**Instructions to follow:**
Transcribe the records below. Leave every word as it is.

**Supplied material:**
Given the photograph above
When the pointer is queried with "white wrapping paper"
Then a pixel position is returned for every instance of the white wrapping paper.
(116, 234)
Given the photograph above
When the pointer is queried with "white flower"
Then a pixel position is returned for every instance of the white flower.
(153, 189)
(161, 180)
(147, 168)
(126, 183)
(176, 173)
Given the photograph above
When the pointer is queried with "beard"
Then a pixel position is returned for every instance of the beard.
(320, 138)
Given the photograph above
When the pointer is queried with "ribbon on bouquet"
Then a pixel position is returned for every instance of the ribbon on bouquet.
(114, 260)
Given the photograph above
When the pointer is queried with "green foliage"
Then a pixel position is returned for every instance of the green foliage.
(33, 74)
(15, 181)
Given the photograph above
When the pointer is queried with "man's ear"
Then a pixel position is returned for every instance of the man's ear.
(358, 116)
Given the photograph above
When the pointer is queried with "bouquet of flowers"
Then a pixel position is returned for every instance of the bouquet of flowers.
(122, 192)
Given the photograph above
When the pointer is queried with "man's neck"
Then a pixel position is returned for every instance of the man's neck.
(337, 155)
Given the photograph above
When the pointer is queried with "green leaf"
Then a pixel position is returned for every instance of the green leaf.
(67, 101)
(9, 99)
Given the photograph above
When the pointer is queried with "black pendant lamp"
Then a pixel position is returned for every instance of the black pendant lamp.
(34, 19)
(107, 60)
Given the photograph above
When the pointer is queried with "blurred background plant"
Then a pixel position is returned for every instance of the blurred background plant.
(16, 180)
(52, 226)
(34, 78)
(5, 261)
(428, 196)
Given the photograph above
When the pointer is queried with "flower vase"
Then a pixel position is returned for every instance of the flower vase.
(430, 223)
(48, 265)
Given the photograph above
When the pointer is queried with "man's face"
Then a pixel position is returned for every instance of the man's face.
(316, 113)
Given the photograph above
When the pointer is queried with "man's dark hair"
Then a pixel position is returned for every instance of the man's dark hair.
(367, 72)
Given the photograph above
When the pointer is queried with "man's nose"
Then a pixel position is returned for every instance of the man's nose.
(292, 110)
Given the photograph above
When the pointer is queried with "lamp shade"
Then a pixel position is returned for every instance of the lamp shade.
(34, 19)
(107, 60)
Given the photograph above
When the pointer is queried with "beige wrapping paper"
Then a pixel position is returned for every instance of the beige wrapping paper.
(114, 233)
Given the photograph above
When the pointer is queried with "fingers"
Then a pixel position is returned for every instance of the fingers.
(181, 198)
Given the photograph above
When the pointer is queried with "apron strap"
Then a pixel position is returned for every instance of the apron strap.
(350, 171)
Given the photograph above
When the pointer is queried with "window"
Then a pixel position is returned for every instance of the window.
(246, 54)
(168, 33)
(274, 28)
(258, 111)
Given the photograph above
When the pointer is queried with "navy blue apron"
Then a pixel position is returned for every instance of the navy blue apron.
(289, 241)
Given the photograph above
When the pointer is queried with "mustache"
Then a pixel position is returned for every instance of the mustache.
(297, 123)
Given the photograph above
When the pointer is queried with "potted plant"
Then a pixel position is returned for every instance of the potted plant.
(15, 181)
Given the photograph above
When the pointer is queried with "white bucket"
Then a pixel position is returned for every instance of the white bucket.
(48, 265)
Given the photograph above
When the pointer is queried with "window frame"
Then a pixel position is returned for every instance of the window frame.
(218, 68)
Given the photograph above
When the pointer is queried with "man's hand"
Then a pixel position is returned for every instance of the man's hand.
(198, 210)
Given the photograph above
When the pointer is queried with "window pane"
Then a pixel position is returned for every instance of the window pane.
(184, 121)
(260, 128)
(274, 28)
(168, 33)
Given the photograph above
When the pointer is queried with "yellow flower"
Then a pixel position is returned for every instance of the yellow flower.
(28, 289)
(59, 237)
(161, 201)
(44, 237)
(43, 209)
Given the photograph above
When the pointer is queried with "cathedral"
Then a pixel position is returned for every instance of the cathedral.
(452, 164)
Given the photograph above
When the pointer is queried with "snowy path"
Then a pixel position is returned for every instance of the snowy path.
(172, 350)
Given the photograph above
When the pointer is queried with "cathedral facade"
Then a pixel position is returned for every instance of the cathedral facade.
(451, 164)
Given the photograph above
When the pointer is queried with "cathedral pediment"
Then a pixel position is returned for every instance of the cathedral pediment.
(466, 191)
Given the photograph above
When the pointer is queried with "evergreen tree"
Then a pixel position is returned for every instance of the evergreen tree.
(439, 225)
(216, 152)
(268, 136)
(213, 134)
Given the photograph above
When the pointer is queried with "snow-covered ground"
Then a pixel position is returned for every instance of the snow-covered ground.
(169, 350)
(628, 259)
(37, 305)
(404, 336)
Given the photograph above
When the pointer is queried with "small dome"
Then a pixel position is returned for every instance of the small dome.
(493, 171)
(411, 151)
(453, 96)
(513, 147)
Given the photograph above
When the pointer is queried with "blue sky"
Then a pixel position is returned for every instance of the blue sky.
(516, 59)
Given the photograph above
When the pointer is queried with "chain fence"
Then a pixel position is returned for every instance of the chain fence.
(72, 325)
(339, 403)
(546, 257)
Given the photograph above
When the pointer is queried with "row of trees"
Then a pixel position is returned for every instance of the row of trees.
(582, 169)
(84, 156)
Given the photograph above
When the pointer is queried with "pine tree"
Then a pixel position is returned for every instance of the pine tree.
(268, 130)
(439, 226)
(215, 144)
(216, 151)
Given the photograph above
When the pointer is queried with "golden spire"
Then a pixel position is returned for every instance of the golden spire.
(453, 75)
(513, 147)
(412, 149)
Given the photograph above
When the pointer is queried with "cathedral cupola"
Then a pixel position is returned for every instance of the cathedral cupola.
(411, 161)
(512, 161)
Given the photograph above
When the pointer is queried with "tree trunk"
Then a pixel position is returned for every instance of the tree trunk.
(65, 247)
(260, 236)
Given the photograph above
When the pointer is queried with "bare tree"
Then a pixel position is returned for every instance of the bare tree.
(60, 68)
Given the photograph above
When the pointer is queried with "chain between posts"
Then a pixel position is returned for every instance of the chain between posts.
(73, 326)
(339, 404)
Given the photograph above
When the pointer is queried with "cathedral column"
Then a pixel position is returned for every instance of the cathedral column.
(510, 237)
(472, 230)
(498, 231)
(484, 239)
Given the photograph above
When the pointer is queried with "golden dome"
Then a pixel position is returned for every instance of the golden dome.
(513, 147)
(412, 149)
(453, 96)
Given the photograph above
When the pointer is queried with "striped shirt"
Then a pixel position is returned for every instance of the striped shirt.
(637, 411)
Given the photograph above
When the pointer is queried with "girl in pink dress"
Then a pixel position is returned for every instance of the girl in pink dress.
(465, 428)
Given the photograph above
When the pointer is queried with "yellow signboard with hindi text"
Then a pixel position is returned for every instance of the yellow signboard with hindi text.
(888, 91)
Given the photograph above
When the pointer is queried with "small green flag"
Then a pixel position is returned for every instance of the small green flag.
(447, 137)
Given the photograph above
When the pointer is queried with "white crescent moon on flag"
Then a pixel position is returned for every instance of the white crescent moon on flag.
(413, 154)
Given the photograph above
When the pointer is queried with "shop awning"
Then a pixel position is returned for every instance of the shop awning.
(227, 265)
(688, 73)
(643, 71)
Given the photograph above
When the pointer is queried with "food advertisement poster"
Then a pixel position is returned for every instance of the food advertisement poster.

**Answer to the exercise:**
Given the photograph above
When the pointer is queried with "white wrapping paper"
Then a pixel position is returned for every instance of the white wrapping paper.
(116, 234)
Given the photograph above
When the pointer is queried with "white flower"
Then a pixel position is returned for every instance of the white flower.
(153, 189)
(161, 180)
(147, 168)
(126, 183)
(176, 173)
Given the photograph above
When the pointer is queried with "beard"
Then a pixel position is returned for every instance of the beard.
(320, 138)
Given the photograph above
When the pointer is queried with "ribbon on bouquet"
Then a pixel position is returned for every instance of the ribbon on bouquet.
(114, 260)
Given the photograph above
When the pointer is queried with "green foliage"
Then a pixel position is returned for every instance of the green foliage.
(33, 74)
(15, 181)
Given the photograph above
When the pointer is queried with "man's ear"
Then a pixel position is returned for every instance of the man's ear.
(358, 116)
Given the photograph above
When the pointer is queried with "bouquet of flowers"
Then a pixel position is returned for every instance of the bouquet of flowers.
(122, 192)
Given the photograph above
When the pointer is queried with "man's neck"
Then a pixel position is returned for every instance of the man's neck.
(337, 155)
Given the photograph above
When the pointer is queried with "green leaf"
Then a pixel position is returned for every instance of the green leaf.
(67, 101)
(9, 99)
Given the photograph above
When the pointer is queried with "black pendant lamp"
Then a pixel position is returned for every instance of the black pendant lamp.
(34, 19)
(107, 60)
Given the photograph above
When the pointer is queried with "blurred background plant"
Then a pixel position is returned for every instance of the blurred background plant.
(16, 180)
(52, 226)
(34, 78)
(5, 261)
(428, 196)
Given the photograph above
When the pointer is queried with "flower vase"
Then a pixel position is returned for every instance of the flower vase.
(430, 223)
(48, 265)
Given the photograph above
When the pointer is queried with "man's face"
Then a pixel position is returned for every instance of the man's face.
(316, 113)
Given the photograph above
When the pointer is queried with "man's dark hair"
Then a pixel position is returned for every instance of the man's dark hair.
(367, 72)
Given the photograph above
When the pointer is queried with "man's nose"
Then a pixel position is returned for every instance of the man's nose.
(292, 110)
Given the photograph above
When the pointer is queried with "lamp shade"
Then a pixel position is returned for every instance of the lamp shade.
(34, 19)
(107, 60)
Given the photograph above
When the pointer is queried with "beige wrapping paper"
Then a pixel position is returned for every instance of the beige wrapping paper.
(114, 233)
Given the photograph above
When the pointer is queried with "fingers"
Then a pixel position is returned for every instance of the fingers.
(181, 198)
Given the photograph above
When the pointer is queried with "apron strap"
Then a pixel position is returned for every instance of the apron strap.
(350, 171)
Given the photograph above
When the pointer is queried with "window"
Then a pixel position is returned for every instance of the window.
(246, 54)
(168, 33)
(274, 28)
(258, 111)
Given the photograph above
When the pointer is queried with "navy blue apron"
Then a pixel position is returned for every instance of the navy blue apron.
(289, 241)
Given the photograph above
When the pointer is queried with "mustache"
Then a pixel position is returned for every instance of the mustache.
(297, 123)
Given the photograph above
When the pointer is queried with "potted plant"
Then a pixel position is returned for every instance of the potted plant.
(15, 181)
Given the photograph above
When the pointer is queried with "white bucket"
Then a pixel position is returned for every instance of the white bucket.
(48, 265)
Given the photograph above
When the pointer is queried with "window frame"
Then a pixel position is returned for every instance of the window frame.
(218, 68)
Given the photograph above
When the pointer is queried with "man's hand"
Then a pixel position is returned for every instance of the man's hand.
(198, 210)
Given the photograph above
When the pointer is queried with "window pane"
Then a pixel position is returned for every instance of the window pane.
(184, 121)
(260, 128)
(274, 28)
(168, 33)
Given the photograph above
When the pointer is queried with "yellow flower"
Then a pixel position is returned for every instance of the yellow flower.
(28, 289)
(59, 237)
(161, 201)
(44, 237)
(43, 209)
Given the photograph above
When the pointer is queried with "cathedral"
Then a pixel position is returned for every instance of the cathedral.
(452, 164)
Given the photograph above
When the pointer is queried with "snowy path"
Then a pixel position is returned for every instance of the snowy path.
(172, 350)
Given the photograph above
When the pointer is queried with "cathedral facade"
Then a pixel position is returned for every instance of the cathedral facade.
(451, 164)
Given the photograph above
When the pointer is queried with "cathedral pediment"
Then a pixel position is returned for every instance of the cathedral pediment.
(466, 191)
Given the photograph above
When the pointer is queried with "evergreen tree"
Then a pixel position is returned for every instance of the evergreen tree.
(439, 225)
(216, 152)
(268, 136)
(213, 134)
Given the photograph above
When the pointer is queried with "snow-covered ground"
Then a pixel position is returned for every instance of the snow-covered ground.
(169, 350)
(628, 259)
(37, 305)
(404, 336)
Given the photograph above
When the pointer is queried with "small dome"
Then a pixel position is returned for every instance of the small dome.
(493, 171)
(411, 151)
(453, 96)
(513, 147)
Given the photograph above
When the pointer is queried with "blue sky"
Then a pixel position is returned for every instance of the blue sky.
(516, 59)
Given the photograph above
When the pointer is queried with "chain fence"
Then a pixel position is returned for every instance of the chain fence.
(72, 325)
(339, 403)
(546, 257)
Given the photograph above
When the pointer is queried with "row of trees"
Then a pixel position is returned for every instance of the row of trees.
(582, 169)
(84, 156)
Given the photograph above
When the pointer is queried with "pine tree"
Then a pixel position is returned for every instance of the pine tree.
(268, 130)
(439, 226)
(215, 144)
(216, 151)
Given the photograph above
When the pointer is queried with "golden spire"
Then a pixel position is returned for every instance of the golden spire.
(453, 75)
(513, 147)
(412, 149)
Given the photograph above
When the pointer is queried with "cathedral cupola"
Then a pixel position is returned for every instance of the cathedral cupola.
(411, 161)
(512, 161)
Given the photograph above
When the pointer is queried with "tree trunk"
Then a pixel position is returned for every instance of the tree trunk.
(65, 247)
(260, 236)
Given the photograph above
When the pointer is queried with "bare tree"
Then a pixel position is returned for every instance of the bare tree.
(60, 68)
Given the photograph above
When the pointer is queried with "chain between posts"
Then a pixel position is returned for every instance of the chain between posts.
(73, 326)
(339, 404)
Given the photograph above
When the pointer is queried with "cathedral column"
Then a pixel position is returned for every instance of the cathedral column.
(510, 237)
(472, 230)
(498, 231)
(484, 239)
Given the photograph above
When the pointer is queried with "golden dome"
Then a pixel position is returned for every instance of the golden dome.
(513, 147)
(412, 149)
(453, 96)
Given the photograph above
When the pointer is queried with "striped shirt"
Then a pixel position is returned for every instance of the striped shirt.
(637, 411)
Given the photograph above
When the pointer is queried with "girl in pink dress"
Then a pixel position is returned for every instance of the girl in pink dress.
(465, 428)
Given the photograph above
When the pointer is queried with "yellow signboard with hindi text"
Then a pixel position is returned for every instance of the yellow signboard with hindi text.
(888, 91)
Given the photograph above
When the pointer is queried with "small green flag"
Then a pixel position is returned for every instance of the small green flag.
(447, 137)
Given the photograph above
When the pointer is queried with "white crescent moon on flag"
Then a pixel position is returned for every instance of the white crescent moon on flag.
(413, 154)
Given the photograph above
When the pointer is queried with "shop awning"
Then a pixel position is returned for every instance of the shop awning.
(227, 265)
(688, 73)
(643, 71)
Given the photograph above
When the pointer is queried with "food advertisement poster"
Then a pixel position is returned for every instance of the food advertisement poster.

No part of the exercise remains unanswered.